Start Text passage

Documentation/memory-barriers.txt: Add needed ACCESS_ONCE() calls to memory-barriers.txt

The Documentation/memory-barriers.txt file was written before the need for ACCESS_ONCE() was fully appreciated. It therefore contains no ACCESS_ONCE() calls, which can be a problem when people lift examples from it. This commit therefore adds ACCESS_ONCE() calls. Signed-off-by: Paul E. McKenney <paulmck@linux.vnet.ibm.com> Reviewed-by: Josh Triplett <josh@joshtriplett.org> Reviewed-by: Peter Zijlstra <a.p.zijlstra@chello.nl> Cc: <linux-arch@vger.kernel.org> Cc: Linus Torvalds <torvalds@linux-foundation.org> Cc: Andrew Morton <akpm@linux-foundation.org> Link: http://lkml.kernel.org/r/1386799151-2219-1-git-send-email-paulmck@linux.vnet.ibm.com Signed-off-by: Ingo Molnar <mingo@kernel.org>
2013-12-11 13:59:04 -08:00 · 2013-12-11 13:59:04 -08:00 · 2ecf810121
--- a/Documentation/memory-barriers.txt
+++ b/Documentation/memory-barriers.txt
@ -194,18 +194,22 @@ There are some minimal guarantees that may be expected of a CPU:
 (*) On any given CPU, dependent memory accesses will be issued in order, with
     respect to itself.  This means that for:

-	Q = P; D = *Q;
+	ACCESS_ONCE(Q) = P; smp_read_barrier_depends(); D = ACCESS_ONCE(*Q);

     the CPU will issue the following memory operations:

 	Q = LOAD P, D = LOAD *Q

-     and always in that order.

End Text passage
Start Record list

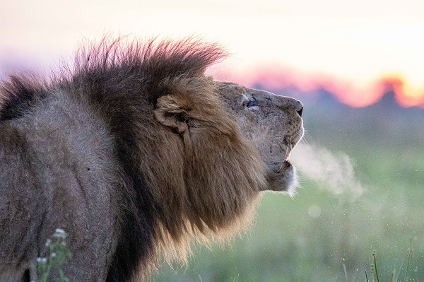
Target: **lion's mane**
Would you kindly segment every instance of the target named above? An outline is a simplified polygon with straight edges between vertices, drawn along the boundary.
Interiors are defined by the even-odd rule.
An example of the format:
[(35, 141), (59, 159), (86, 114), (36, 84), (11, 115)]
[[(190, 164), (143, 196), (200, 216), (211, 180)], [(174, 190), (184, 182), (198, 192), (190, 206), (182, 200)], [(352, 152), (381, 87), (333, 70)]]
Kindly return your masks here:
[[(74, 66), (49, 82), (12, 76), (0, 90), (3, 123), (24, 119), (59, 93), (106, 124), (117, 160), (108, 180), (111, 216), (118, 223), (116, 235), (98, 230), (110, 231), (115, 242), (108, 281), (145, 276), (161, 253), (184, 258), (193, 240), (237, 232), (266, 184), (257, 150), (204, 75), (225, 52), (192, 38), (126, 41), (105, 39), (82, 49)], [(7, 142), (0, 138), (0, 151)]]

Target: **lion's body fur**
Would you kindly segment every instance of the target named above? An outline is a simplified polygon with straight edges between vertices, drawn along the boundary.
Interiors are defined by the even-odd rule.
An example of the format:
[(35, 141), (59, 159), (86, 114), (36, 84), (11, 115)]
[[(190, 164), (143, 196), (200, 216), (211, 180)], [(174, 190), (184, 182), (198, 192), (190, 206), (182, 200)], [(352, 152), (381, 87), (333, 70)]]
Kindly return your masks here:
[(4, 83), (1, 281), (22, 281), (57, 228), (71, 281), (124, 281), (249, 222), (266, 168), (204, 76), (224, 55), (192, 40), (104, 40), (52, 83)]

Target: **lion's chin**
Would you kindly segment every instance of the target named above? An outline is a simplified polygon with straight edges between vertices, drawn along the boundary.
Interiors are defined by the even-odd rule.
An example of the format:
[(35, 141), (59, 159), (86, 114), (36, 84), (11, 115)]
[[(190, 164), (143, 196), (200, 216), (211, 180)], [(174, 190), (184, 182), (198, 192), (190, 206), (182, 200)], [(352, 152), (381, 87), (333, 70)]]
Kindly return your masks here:
[(299, 184), (296, 168), (287, 160), (273, 163), (267, 174), (268, 190), (283, 192), (294, 195)]

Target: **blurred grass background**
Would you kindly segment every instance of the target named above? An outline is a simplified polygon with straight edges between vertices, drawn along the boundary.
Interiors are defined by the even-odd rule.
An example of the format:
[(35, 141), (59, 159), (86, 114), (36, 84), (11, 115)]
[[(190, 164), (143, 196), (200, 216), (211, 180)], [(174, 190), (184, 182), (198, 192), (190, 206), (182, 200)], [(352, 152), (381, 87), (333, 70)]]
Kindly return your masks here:
[(424, 281), (424, 110), (402, 108), (390, 93), (360, 109), (308, 97), (300, 98), (305, 141), (348, 155), (362, 196), (335, 195), (300, 174), (294, 199), (264, 194), (241, 237), (198, 247), (189, 266), (164, 264), (152, 281), (365, 281), (376, 250), (380, 281), (394, 270), (404, 281), (410, 244), (408, 276)]

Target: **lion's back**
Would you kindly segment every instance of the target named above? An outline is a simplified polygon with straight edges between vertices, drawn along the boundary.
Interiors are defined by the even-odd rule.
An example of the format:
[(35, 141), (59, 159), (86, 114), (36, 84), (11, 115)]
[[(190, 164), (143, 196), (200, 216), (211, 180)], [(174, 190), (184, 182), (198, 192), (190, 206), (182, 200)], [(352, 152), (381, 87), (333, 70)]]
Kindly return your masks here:
[(24, 117), (0, 122), (0, 273), (26, 267), (59, 228), (70, 234), (71, 276), (105, 280), (106, 272), (81, 270), (110, 263), (122, 181), (105, 126), (69, 97), (59, 91)]

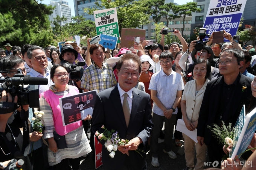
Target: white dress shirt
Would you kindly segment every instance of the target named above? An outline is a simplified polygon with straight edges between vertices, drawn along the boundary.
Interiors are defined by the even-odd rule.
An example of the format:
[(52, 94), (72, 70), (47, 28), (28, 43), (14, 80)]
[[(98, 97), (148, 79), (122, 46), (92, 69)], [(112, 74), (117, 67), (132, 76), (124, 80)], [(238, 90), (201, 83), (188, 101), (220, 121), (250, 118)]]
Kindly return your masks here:
[(50, 79), (50, 70), (46, 68), (45, 69), (45, 76), (43, 76), (41, 74), (38, 73), (32, 68), (30, 72), (27, 74), (27, 75), (30, 75), (31, 77), (38, 77), (41, 78), (46, 78), (48, 79), (48, 85), (39, 85), (39, 94), (49, 89), (50, 86), (54, 84), (52, 82)]
[(118, 88), (118, 91), (119, 91), (119, 94), (120, 95), (120, 98), (121, 99), (121, 103), (122, 103), (122, 107), (123, 106), (123, 94), (126, 93), (128, 94), (127, 96), (127, 101), (129, 104), (129, 107), (130, 108), (130, 114), (131, 111), (131, 107), (133, 106), (133, 89), (132, 88), (127, 92), (125, 92), (123, 89), (121, 88), (120, 86), (119, 85), (119, 83), (117, 85), (117, 88)]

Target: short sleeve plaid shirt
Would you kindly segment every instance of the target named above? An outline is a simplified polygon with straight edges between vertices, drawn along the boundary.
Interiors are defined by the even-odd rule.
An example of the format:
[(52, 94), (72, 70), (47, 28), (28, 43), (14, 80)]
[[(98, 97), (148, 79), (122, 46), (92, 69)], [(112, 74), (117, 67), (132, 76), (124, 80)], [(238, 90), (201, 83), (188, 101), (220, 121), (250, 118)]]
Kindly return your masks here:
[(90, 91), (98, 90), (100, 92), (117, 83), (111, 67), (104, 63), (101, 69), (93, 63), (84, 71), (81, 88)]

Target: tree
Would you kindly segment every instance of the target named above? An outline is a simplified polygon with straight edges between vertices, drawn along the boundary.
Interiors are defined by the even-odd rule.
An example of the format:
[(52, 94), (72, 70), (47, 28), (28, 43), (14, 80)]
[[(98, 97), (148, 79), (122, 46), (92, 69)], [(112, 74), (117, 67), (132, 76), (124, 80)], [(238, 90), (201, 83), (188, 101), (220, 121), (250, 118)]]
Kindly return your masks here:
[[(39, 3), (40, 1), (41, 0), (0, 1), (0, 13), (4, 16), (7, 15), (7, 18), (4, 18), (6, 21), (8, 19), (10, 22), (9, 25), (4, 25), (1, 21), (1, 26), (5, 27), (1, 27), (0, 29), (5, 30), (4, 34), (8, 36), (1, 40), (0, 46), (9, 43), (12, 45), (21, 46), (30, 42), (32, 34), (40, 36), (42, 35), (40, 31), (49, 30), (49, 15), (52, 13), (54, 7)], [(14, 23), (15, 24), (13, 24)], [(1, 36), (3, 35), (1, 33)]]
[(175, 14), (178, 13), (180, 17), (183, 17), (183, 28), (181, 31), (181, 35), (183, 37), (183, 31), (185, 28), (185, 18), (186, 15), (190, 16), (192, 15), (192, 12), (196, 11), (200, 12), (201, 9), (197, 7), (197, 3), (194, 2), (189, 2), (186, 4), (181, 5), (174, 6), (172, 7), (172, 11)]
[(95, 2), (96, 7), (85, 8), (85, 12), (93, 15), (93, 11), (103, 9), (116, 8), (120, 34), (122, 28), (141, 28), (148, 24), (149, 15), (143, 13), (146, 9), (146, 0), (102, 0), (101, 4)]

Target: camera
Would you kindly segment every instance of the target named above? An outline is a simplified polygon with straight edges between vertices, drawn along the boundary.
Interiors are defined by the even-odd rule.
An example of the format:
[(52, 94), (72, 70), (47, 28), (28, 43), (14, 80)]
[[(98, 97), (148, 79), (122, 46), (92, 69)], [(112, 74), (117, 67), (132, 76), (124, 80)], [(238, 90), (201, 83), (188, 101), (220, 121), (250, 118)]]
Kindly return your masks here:
[[(0, 73), (14, 73), (8, 72), (8, 70), (0, 70)], [(3, 90), (9, 92), (12, 95), (12, 101), (15, 96), (18, 96), (18, 105), (29, 104), (30, 107), (39, 107), (39, 89), (38, 85), (48, 84), (48, 79), (45, 78), (30, 77), (30, 76), (24, 76), (21, 74), (21, 69), (18, 69), (18, 73), (13, 77), (6, 76), (4, 79), (0, 79), (2, 88), (0, 88), (0, 96), (2, 97), (2, 92)], [(24, 87), (24, 85), (29, 85)], [(2, 114), (9, 113), (10, 107), (5, 107), (9, 102), (1, 102), (0, 108)], [(13, 109), (13, 108), (12, 108)], [(5, 110), (5, 109), (6, 110)]]
[(81, 73), (80, 70), (76, 70), (76, 67), (85, 66), (85, 62), (78, 62), (75, 64), (74, 64), (70, 63), (66, 60), (62, 60), (61, 61), (60, 64), (64, 65), (67, 67), (69, 73), (69, 79), (75, 81), (78, 79), (80, 79), (81, 77)]
[(162, 33), (160, 33), (160, 34), (162, 34), (163, 35), (167, 35), (168, 34), (168, 33), (173, 33), (174, 32), (174, 29), (169, 29), (168, 28), (165, 28), (163, 29), (162, 30)]
[(207, 42), (204, 42), (203, 39), (205, 38), (206, 36), (210, 36), (209, 35), (206, 34), (206, 29), (205, 28), (200, 28), (199, 32), (198, 37), (200, 40), (195, 42), (196, 44), (195, 46), (195, 48), (197, 51), (200, 51), (205, 47)]

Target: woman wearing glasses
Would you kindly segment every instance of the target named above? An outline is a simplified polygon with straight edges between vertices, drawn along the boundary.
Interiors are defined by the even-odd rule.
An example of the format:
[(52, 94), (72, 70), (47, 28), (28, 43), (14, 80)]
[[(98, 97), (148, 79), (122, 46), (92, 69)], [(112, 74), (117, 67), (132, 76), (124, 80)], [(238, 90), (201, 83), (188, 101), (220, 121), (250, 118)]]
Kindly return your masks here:
[[(40, 109), (44, 112), (42, 123), (45, 126), (43, 137), (48, 140), (48, 158), (50, 166), (56, 165), (56, 169), (68, 169), (68, 159), (73, 170), (79, 169), (80, 157), (91, 151), (86, 135), (83, 130), (82, 121), (63, 126), (59, 98), (79, 94), (77, 88), (67, 84), (67, 69), (64, 66), (56, 64), (51, 69), (50, 78), (55, 85), (41, 94)], [(85, 120), (90, 119), (88, 116)], [(53, 136), (62, 139), (63, 146), (58, 148)], [(65, 138), (63, 138), (63, 136)], [(64, 139), (63, 139), (64, 138)], [(59, 140), (59, 139), (58, 139)], [(59, 149), (61, 147), (61, 148)]]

End Record list

Written task:
Continue the commit diff that adds ACCESS_ONCE() calls to memory-barriers.txt, starting after its last line. The rows are separate material and are not part of the commit diff.

Result:
+     and always in that order.  On most systems, smp_read_barrier_depends()
+     does nothing, but it is required for DEC Alpha.  The ACCESS_ONCE()
+     is required to prevent compiler mischief.  Please note that you
+     should normally use something like rcu_dereference() instead of
+     open-coding smp_read_barrier_depends().

 (*) Overlapping loads and stores within a particular CPU will appear to be
     ordered within that CPU.  This means that for:

-	a = *X; *X = b;
+	a = ACCESS_ONCE(*X); ACCESS_ONCE(*X) = b;

     the CPU will only issue the following sequence of memory operations:

@ -213,7 +217,7 @@ There are some minimal guarantees that may be expected of a CPU:

     And for:

-	*X = c; d = *X;
+	ACCESS_ONCE(*X) = c; d = ACCESS_ONCE(*X);

     the CPU will only issue:

@ -224,6 +228,41 @@ There are some minimal guarantees that may be expected of a CPU:

 And there are a number of things that _must_ or _must_not_ be assumed:

+ (*) It _must_not_ be assumed that the compiler will do what you want with
+     memory references that are not protected by ACCESS_ONCE().  Without
+     ACCESS_ONCE(), the compiler is within its rights to do all sorts
+     of "creative" transformations:
+
+     (-) Repeat the load, possibly getting a different value on the second
+         and subsequent loads.  This is especially prone to happen when
+	 register pressure is high.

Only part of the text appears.